AIM OF THE TASK:
Update the data below so that "green leaf" becomes "red flower", with every other line and character left as it is.

--------------------------------

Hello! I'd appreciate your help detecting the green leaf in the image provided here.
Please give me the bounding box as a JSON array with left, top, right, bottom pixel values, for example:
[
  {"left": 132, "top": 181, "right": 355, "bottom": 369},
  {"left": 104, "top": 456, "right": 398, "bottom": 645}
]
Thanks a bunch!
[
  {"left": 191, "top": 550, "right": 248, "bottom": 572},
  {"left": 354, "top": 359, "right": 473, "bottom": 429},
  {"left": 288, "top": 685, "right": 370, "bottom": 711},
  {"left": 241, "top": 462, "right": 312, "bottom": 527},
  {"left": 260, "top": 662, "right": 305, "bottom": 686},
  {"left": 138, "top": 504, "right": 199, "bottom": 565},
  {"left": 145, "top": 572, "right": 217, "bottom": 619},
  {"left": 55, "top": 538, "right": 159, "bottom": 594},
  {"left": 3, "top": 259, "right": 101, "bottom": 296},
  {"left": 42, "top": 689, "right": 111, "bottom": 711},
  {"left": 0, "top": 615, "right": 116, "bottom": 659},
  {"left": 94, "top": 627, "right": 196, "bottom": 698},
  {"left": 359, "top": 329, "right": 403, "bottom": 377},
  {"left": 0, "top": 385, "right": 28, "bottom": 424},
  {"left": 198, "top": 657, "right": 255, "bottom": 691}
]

--------------------------------

WORKED SOLUTION:
Hello! I'd appreciate your help detecting the red flower in the image provided here.
Please give me the bounding box as a JSON array with left, top, right, bottom pixel values, for example:
[
  {"left": 132, "top": 181, "right": 355, "bottom": 369},
  {"left": 104, "top": 456, "right": 398, "bottom": 645}
]
Thanks a bunch!
[
  {"left": 191, "top": 550, "right": 248, "bottom": 572},
  {"left": 354, "top": 359, "right": 473, "bottom": 429},
  {"left": 288, "top": 685, "right": 370, "bottom": 711},
  {"left": 241, "top": 462, "right": 312, "bottom": 527},
  {"left": 260, "top": 662, "right": 305, "bottom": 686},
  {"left": 138, "top": 504, "right": 199, "bottom": 565},
  {"left": 145, "top": 572, "right": 217, "bottom": 619},
  {"left": 55, "top": 538, "right": 159, "bottom": 594},
  {"left": 3, "top": 259, "right": 101, "bottom": 296},
  {"left": 42, "top": 689, "right": 111, "bottom": 711},
  {"left": 0, "top": 615, "right": 116, "bottom": 659},
  {"left": 94, "top": 627, "right": 196, "bottom": 698},
  {"left": 359, "top": 329, "right": 403, "bottom": 377},
  {"left": 0, "top": 385, "right": 28, "bottom": 424},
  {"left": 198, "top": 657, "right": 255, "bottom": 691}
]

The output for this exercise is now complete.